TRY IT ▸ Reproduce the entries that follow exactly, dropping each image.

*** Opening of THE INPUT ***

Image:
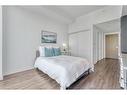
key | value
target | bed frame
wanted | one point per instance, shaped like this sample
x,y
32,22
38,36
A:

*** Close of THE INPUT ***

ANSWER TO THIS PROBLEM ▸
Image:
key | value
target | bed frame
wanted | one point per instance, shaped like this sample
x,y
32,22
38,36
A:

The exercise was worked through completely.